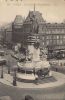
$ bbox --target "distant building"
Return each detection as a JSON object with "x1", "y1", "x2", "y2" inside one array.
[
  {"x1": 12, "y1": 15, "x2": 25, "y2": 43},
  {"x1": 12, "y1": 11, "x2": 46, "y2": 47},
  {"x1": 12, "y1": 11, "x2": 65, "y2": 50},
  {"x1": 0, "y1": 23, "x2": 12, "y2": 44},
  {"x1": 1, "y1": 10, "x2": 65, "y2": 57}
]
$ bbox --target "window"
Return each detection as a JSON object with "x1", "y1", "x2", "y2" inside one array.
[
  {"x1": 57, "y1": 40, "x2": 60, "y2": 45},
  {"x1": 53, "y1": 35, "x2": 56, "y2": 39},
  {"x1": 49, "y1": 40, "x2": 52, "y2": 44},
  {"x1": 46, "y1": 40, "x2": 49, "y2": 45},
  {"x1": 57, "y1": 35, "x2": 59, "y2": 39},
  {"x1": 63, "y1": 35, "x2": 65, "y2": 39},
  {"x1": 63, "y1": 39, "x2": 65, "y2": 44},
  {"x1": 61, "y1": 29, "x2": 64, "y2": 33},
  {"x1": 60, "y1": 40, "x2": 63, "y2": 44},
  {"x1": 42, "y1": 36, "x2": 44, "y2": 40},
  {"x1": 53, "y1": 40, "x2": 56, "y2": 45},
  {"x1": 46, "y1": 35, "x2": 52, "y2": 39},
  {"x1": 47, "y1": 29, "x2": 51, "y2": 34},
  {"x1": 46, "y1": 36, "x2": 49, "y2": 39},
  {"x1": 60, "y1": 35, "x2": 63, "y2": 39},
  {"x1": 43, "y1": 42, "x2": 44, "y2": 45}
]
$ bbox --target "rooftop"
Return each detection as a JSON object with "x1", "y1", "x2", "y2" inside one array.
[
  {"x1": 24, "y1": 11, "x2": 46, "y2": 24},
  {"x1": 14, "y1": 15, "x2": 24, "y2": 25}
]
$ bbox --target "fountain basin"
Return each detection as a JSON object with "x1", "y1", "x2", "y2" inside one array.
[
  {"x1": 17, "y1": 60, "x2": 52, "y2": 81},
  {"x1": 17, "y1": 73, "x2": 38, "y2": 81}
]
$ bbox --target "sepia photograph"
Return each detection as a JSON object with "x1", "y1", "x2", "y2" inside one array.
[{"x1": 0, "y1": 0, "x2": 65, "y2": 100}]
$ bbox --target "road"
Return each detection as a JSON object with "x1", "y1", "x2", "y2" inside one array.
[
  {"x1": 0, "y1": 50, "x2": 65, "y2": 100},
  {"x1": 0, "y1": 82, "x2": 65, "y2": 100}
]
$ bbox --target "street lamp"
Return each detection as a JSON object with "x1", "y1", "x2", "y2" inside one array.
[
  {"x1": 0, "y1": 59, "x2": 6, "y2": 78},
  {"x1": 33, "y1": 67, "x2": 36, "y2": 76},
  {"x1": 1, "y1": 65, "x2": 3, "y2": 78},
  {"x1": 7, "y1": 60, "x2": 11, "y2": 74}
]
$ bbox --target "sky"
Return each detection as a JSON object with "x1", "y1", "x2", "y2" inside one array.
[{"x1": 0, "y1": 0, "x2": 65, "y2": 25}]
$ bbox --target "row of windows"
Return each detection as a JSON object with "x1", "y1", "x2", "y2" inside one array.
[
  {"x1": 45, "y1": 29, "x2": 65, "y2": 34},
  {"x1": 46, "y1": 35, "x2": 65, "y2": 40},
  {"x1": 46, "y1": 39, "x2": 65, "y2": 45},
  {"x1": 42, "y1": 26, "x2": 65, "y2": 30}
]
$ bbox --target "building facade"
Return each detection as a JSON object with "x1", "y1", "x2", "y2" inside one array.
[{"x1": 1, "y1": 10, "x2": 65, "y2": 58}]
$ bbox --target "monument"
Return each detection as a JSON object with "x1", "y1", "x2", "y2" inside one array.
[{"x1": 17, "y1": 42, "x2": 52, "y2": 82}]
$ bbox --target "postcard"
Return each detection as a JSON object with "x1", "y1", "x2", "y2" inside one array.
[{"x1": 0, "y1": 0, "x2": 65, "y2": 100}]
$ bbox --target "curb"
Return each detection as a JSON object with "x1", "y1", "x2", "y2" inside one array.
[{"x1": 0, "y1": 71, "x2": 65, "y2": 89}]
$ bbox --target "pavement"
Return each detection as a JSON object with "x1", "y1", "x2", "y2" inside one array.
[
  {"x1": 0, "y1": 96, "x2": 12, "y2": 100},
  {"x1": 0, "y1": 51, "x2": 65, "y2": 100},
  {"x1": 0, "y1": 71, "x2": 65, "y2": 89},
  {"x1": 0, "y1": 50, "x2": 65, "y2": 100}
]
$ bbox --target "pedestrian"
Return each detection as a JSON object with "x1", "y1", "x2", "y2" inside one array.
[{"x1": 25, "y1": 95, "x2": 34, "y2": 100}]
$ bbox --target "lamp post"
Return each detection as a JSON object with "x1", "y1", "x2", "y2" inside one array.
[
  {"x1": 1, "y1": 65, "x2": 3, "y2": 78},
  {"x1": 13, "y1": 66, "x2": 17, "y2": 86},
  {"x1": 8, "y1": 66, "x2": 10, "y2": 74},
  {"x1": 7, "y1": 60, "x2": 10, "y2": 74},
  {"x1": 33, "y1": 67, "x2": 36, "y2": 76},
  {"x1": 0, "y1": 59, "x2": 6, "y2": 78}
]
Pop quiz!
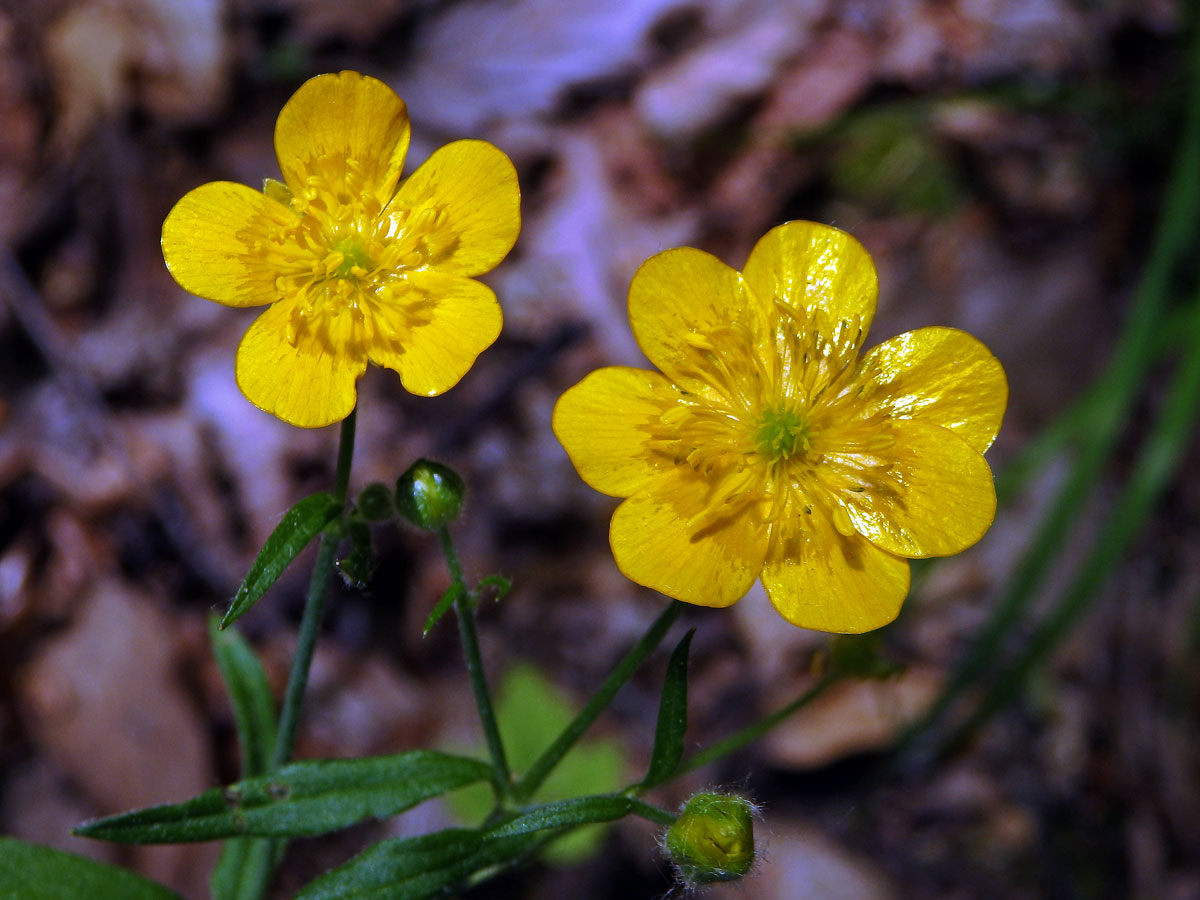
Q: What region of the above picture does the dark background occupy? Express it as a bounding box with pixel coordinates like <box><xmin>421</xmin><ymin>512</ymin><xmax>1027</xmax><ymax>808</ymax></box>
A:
<box><xmin>1</xmin><ymin>1</ymin><xmax>1197</xmax><ymax>898</ymax></box>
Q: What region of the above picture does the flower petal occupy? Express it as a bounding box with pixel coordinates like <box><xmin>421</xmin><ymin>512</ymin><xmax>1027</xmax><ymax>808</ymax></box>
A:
<box><xmin>368</xmin><ymin>270</ymin><xmax>502</xmax><ymax>396</ymax></box>
<box><xmin>742</xmin><ymin>220</ymin><xmax>877</xmax><ymax>353</ymax></box>
<box><xmin>610</xmin><ymin>478</ymin><xmax>766</xmax><ymax>608</ymax></box>
<box><xmin>235</xmin><ymin>302</ymin><xmax>367</xmax><ymax>428</ymax></box>
<box><xmin>274</xmin><ymin>71</ymin><xmax>411</xmax><ymax>204</ymax></box>
<box><xmin>553</xmin><ymin>366</ymin><xmax>676</xmax><ymax>498</ymax></box>
<box><xmin>162</xmin><ymin>181</ymin><xmax>294</xmax><ymax>307</ymax></box>
<box><xmin>388</xmin><ymin>140</ymin><xmax>521</xmax><ymax>277</ymax></box>
<box><xmin>856</xmin><ymin>326</ymin><xmax>1007</xmax><ymax>453</ymax></box>
<box><xmin>762</xmin><ymin>519</ymin><xmax>910</xmax><ymax>633</ymax></box>
<box><xmin>627</xmin><ymin>247</ymin><xmax>757</xmax><ymax>391</ymax></box>
<box><xmin>841</xmin><ymin>420</ymin><xmax>997</xmax><ymax>559</ymax></box>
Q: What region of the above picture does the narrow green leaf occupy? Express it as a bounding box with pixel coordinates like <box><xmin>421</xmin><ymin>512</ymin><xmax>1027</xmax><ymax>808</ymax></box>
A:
<box><xmin>422</xmin><ymin>583</ymin><xmax>463</xmax><ymax>636</ymax></box>
<box><xmin>487</xmin><ymin>795</ymin><xmax>634</xmax><ymax>837</ymax></box>
<box><xmin>295</xmin><ymin>796</ymin><xmax>637</xmax><ymax>900</ymax></box>
<box><xmin>295</xmin><ymin>829</ymin><xmax>534</xmax><ymax>900</ymax></box>
<box><xmin>75</xmin><ymin>751</ymin><xmax>491</xmax><ymax>844</ymax></box>
<box><xmin>221</xmin><ymin>492</ymin><xmax>343</xmax><ymax>629</ymax></box>
<box><xmin>210</xmin><ymin>838</ymin><xmax>275</xmax><ymax>900</ymax></box>
<box><xmin>639</xmin><ymin>629</ymin><xmax>694</xmax><ymax>790</ymax></box>
<box><xmin>0</xmin><ymin>837</ymin><xmax>185</xmax><ymax>900</ymax></box>
<box><xmin>209</xmin><ymin>616</ymin><xmax>277</xmax><ymax>778</ymax></box>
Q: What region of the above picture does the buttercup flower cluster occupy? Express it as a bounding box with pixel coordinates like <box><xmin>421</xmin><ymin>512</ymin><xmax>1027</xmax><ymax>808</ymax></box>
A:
<box><xmin>554</xmin><ymin>221</ymin><xmax>1006</xmax><ymax>632</ymax></box>
<box><xmin>162</xmin><ymin>71</ymin><xmax>520</xmax><ymax>427</ymax></box>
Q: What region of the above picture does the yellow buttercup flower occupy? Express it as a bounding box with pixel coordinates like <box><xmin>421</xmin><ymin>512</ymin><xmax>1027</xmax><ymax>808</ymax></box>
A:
<box><xmin>162</xmin><ymin>71</ymin><xmax>520</xmax><ymax>427</ymax></box>
<box><xmin>553</xmin><ymin>221</ymin><xmax>1006</xmax><ymax>633</ymax></box>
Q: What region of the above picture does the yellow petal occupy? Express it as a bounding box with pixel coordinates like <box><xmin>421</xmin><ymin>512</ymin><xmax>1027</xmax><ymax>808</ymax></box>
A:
<box><xmin>388</xmin><ymin>140</ymin><xmax>520</xmax><ymax>277</ymax></box>
<box><xmin>162</xmin><ymin>181</ymin><xmax>294</xmax><ymax>307</ymax></box>
<box><xmin>762</xmin><ymin>519</ymin><xmax>910</xmax><ymax>633</ymax></box>
<box><xmin>610</xmin><ymin>478</ymin><xmax>766</xmax><ymax>608</ymax></box>
<box><xmin>856</xmin><ymin>326</ymin><xmax>1007</xmax><ymax>453</ymax></box>
<box><xmin>368</xmin><ymin>270</ymin><xmax>501</xmax><ymax>396</ymax></box>
<box><xmin>626</xmin><ymin>247</ymin><xmax>757</xmax><ymax>392</ymax></box>
<box><xmin>235</xmin><ymin>302</ymin><xmax>366</xmax><ymax>428</ymax></box>
<box><xmin>741</xmin><ymin>220</ymin><xmax>877</xmax><ymax>354</ymax></box>
<box><xmin>841</xmin><ymin>420</ymin><xmax>997</xmax><ymax>559</ymax></box>
<box><xmin>553</xmin><ymin>366</ymin><xmax>676</xmax><ymax>498</ymax></box>
<box><xmin>274</xmin><ymin>71</ymin><xmax>411</xmax><ymax>205</ymax></box>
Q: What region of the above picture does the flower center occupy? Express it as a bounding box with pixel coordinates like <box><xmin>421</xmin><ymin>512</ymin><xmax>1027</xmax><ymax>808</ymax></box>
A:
<box><xmin>755</xmin><ymin>407</ymin><xmax>811</xmax><ymax>461</ymax></box>
<box><xmin>331</xmin><ymin>235</ymin><xmax>374</xmax><ymax>279</ymax></box>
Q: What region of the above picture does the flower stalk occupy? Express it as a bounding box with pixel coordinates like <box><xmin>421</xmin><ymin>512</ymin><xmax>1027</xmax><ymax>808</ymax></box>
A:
<box><xmin>272</xmin><ymin>409</ymin><xmax>357</xmax><ymax>770</ymax></box>
<box><xmin>438</xmin><ymin>526</ymin><xmax>512</xmax><ymax>798</ymax></box>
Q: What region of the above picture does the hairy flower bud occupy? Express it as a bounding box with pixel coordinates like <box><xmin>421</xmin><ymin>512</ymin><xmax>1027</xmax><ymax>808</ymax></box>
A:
<box><xmin>396</xmin><ymin>459</ymin><xmax>465</xmax><ymax>531</ymax></box>
<box><xmin>356</xmin><ymin>482</ymin><xmax>396</xmax><ymax>522</ymax></box>
<box><xmin>664</xmin><ymin>792</ymin><xmax>756</xmax><ymax>885</ymax></box>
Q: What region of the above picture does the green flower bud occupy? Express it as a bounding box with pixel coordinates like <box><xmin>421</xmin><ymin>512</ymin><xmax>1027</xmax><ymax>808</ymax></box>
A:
<box><xmin>664</xmin><ymin>792</ymin><xmax>756</xmax><ymax>885</ymax></box>
<box><xmin>356</xmin><ymin>482</ymin><xmax>396</xmax><ymax>522</ymax></box>
<box><xmin>395</xmin><ymin>459</ymin><xmax>465</xmax><ymax>531</ymax></box>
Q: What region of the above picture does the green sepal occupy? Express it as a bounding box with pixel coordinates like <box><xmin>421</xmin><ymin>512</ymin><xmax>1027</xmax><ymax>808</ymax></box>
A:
<box><xmin>221</xmin><ymin>492</ymin><xmax>343</xmax><ymax>629</ymax></box>
<box><xmin>295</xmin><ymin>795</ymin><xmax>638</xmax><ymax>900</ymax></box>
<box><xmin>210</xmin><ymin>838</ymin><xmax>276</xmax><ymax>900</ymax></box>
<box><xmin>336</xmin><ymin>518</ymin><xmax>374</xmax><ymax>590</ymax></box>
<box><xmin>828</xmin><ymin>633</ymin><xmax>904</xmax><ymax>681</ymax></box>
<box><xmin>74</xmin><ymin>751</ymin><xmax>491</xmax><ymax>844</ymax></box>
<box><xmin>0</xmin><ymin>837</ymin><xmax>185</xmax><ymax>900</ymax></box>
<box><xmin>639</xmin><ymin>628</ymin><xmax>694</xmax><ymax>790</ymax></box>
<box><xmin>209</xmin><ymin>616</ymin><xmax>277</xmax><ymax>778</ymax></box>
<box><xmin>423</xmin><ymin>583</ymin><xmax>464</xmax><ymax>636</ymax></box>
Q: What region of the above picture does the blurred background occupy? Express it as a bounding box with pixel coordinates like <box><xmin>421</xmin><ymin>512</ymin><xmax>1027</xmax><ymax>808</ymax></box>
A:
<box><xmin>1</xmin><ymin>0</ymin><xmax>1198</xmax><ymax>897</ymax></box>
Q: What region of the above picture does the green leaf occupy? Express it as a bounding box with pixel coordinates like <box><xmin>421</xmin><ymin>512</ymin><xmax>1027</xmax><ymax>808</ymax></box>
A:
<box><xmin>295</xmin><ymin>828</ymin><xmax>534</xmax><ymax>900</ymax></box>
<box><xmin>221</xmin><ymin>492</ymin><xmax>343</xmax><ymax>629</ymax></box>
<box><xmin>209</xmin><ymin>616</ymin><xmax>277</xmax><ymax>778</ymax></box>
<box><xmin>422</xmin><ymin>583</ymin><xmax>463</xmax><ymax>636</ymax></box>
<box><xmin>639</xmin><ymin>628</ymin><xmax>694</xmax><ymax>790</ymax></box>
<box><xmin>75</xmin><ymin>751</ymin><xmax>491</xmax><ymax>844</ymax></box>
<box><xmin>295</xmin><ymin>797</ymin><xmax>637</xmax><ymax>900</ymax></box>
<box><xmin>0</xmin><ymin>837</ymin><xmax>185</xmax><ymax>900</ymax></box>
<box><xmin>210</xmin><ymin>838</ymin><xmax>275</xmax><ymax>900</ymax></box>
<box><xmin>488</xmin><ymin>795</ymin><xmax>634</xmax><ymax>837</ymax></box>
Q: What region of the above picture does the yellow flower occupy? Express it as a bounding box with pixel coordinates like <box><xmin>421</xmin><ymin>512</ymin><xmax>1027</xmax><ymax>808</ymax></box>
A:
<box><xmin>162</xmin><ymin>71</ymin><xmax>520</xmax><ymax>427</ymax></box>
<box><xmin>553</xmin><ymin>221</ymin><xmax>1006</xmax><ymax>633</ymax></box>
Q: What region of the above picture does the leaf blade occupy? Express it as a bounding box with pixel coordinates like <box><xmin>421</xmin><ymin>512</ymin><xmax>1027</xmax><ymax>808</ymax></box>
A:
<box><xmin>209</xmin><ymin>616</ymin><xmax>277</xmax><ymax>777</ymax></box>
<box><xmin>294</xmin><ymin>796</ymin><xmax>637</xmax><ymax>900</ymax></box>
<box><xmin>75</xmin><ymin>751</ymin><xmax>492</xmax><ymax>844</ymax></box>
<box><xmin>639</xmin><ymin>628</ymin><xmax>694</xmax><ymax>789</ymax></box>
<box><xmin>0</xmin><ymin>837</ymin><xmax>185</xmax><ymax>900</ymax></box>
<box><xmin>222</xmin><ymin>492</ymin><xmax>343</xmax><ymax>629</ymax></box>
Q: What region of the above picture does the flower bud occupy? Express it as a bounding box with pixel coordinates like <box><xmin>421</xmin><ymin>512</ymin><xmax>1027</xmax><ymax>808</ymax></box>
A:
<box><xmin>395</xmin><ymin>459</ymin><xmax>465</xmax><ymax>531</ymax></box>
<box><xmin>664</xmin><ymin>792</ymin><xmax>756</xmax><ymax>885</ymax></box>
<box><xmin>356</xmin><ymin>482</ymin><xmax>396</xmax><ymax>522</ymax></box>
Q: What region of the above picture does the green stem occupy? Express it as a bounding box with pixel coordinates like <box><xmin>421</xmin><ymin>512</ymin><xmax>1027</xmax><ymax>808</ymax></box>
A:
<box><xmin>439</xmin><ymin>526</ymin><xmax>511</xmax><ymax>797</ymax></box>
<box><xmin>513</xmin><ymin>601</ymin><xmax>683</xmax><ymax>803</ymax></box>
<box><xmin>678</xmin><ymin>673</ymin><xmax>841</xmax><ymax>774</ymax></box>
<box><xmin>898</xmin><ymin>21</ymin><xmax>1200</xmax><ymax>756</ymax></box>
<box><xmin>628</xmin><ymin>798</ymin><xmax>678</xmax><ymax>827</ymax></box>
<box><xmin>271</xmin><ymin>410</ymin><xmax>356</xmax><ymax>771</ymax></box>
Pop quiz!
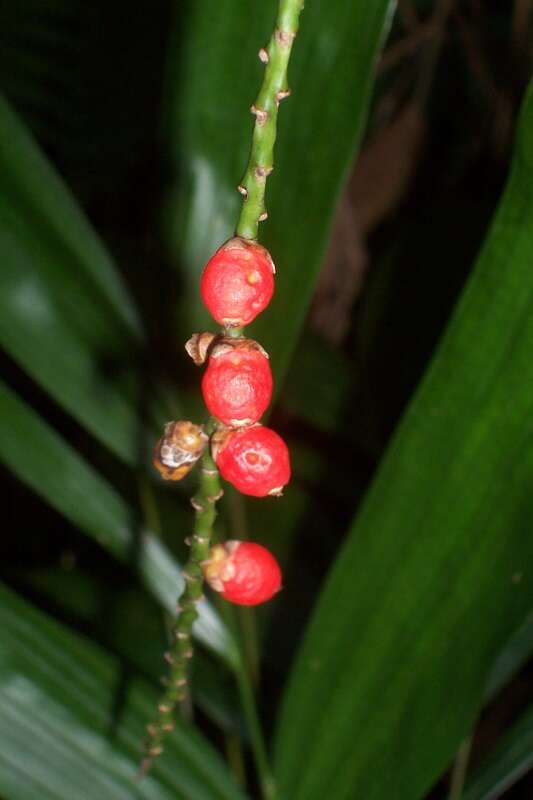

______________________________

__What you will do__
I need every line of the data that has the word "yellow"; please list them.

__Result of this exercise__
Q: What region of the above picture does the yellow buttercup flower occupy? Express it as a bounding box with pixel coordinates like <box><xmin>421</xmin><ymin>512</ymin><xmax>1027</xmax><ymax>808</ymax></box>
Q: What region of the above picture does the yellow petal occupy? Express it as a bounding box with pixel coordinates like <box><xmin>421</xmin><ymin>512</ymin><xmax>1027</xmax><ymax>808</ymax></box>
Q: What region of the above picture does the yellow flower occupy? Express it as a bounding box with pixel coordinates like <box><xmin>421</xmin><ymin>512</ymin><xmax>1027</xmax><ymax>808</ymax></box>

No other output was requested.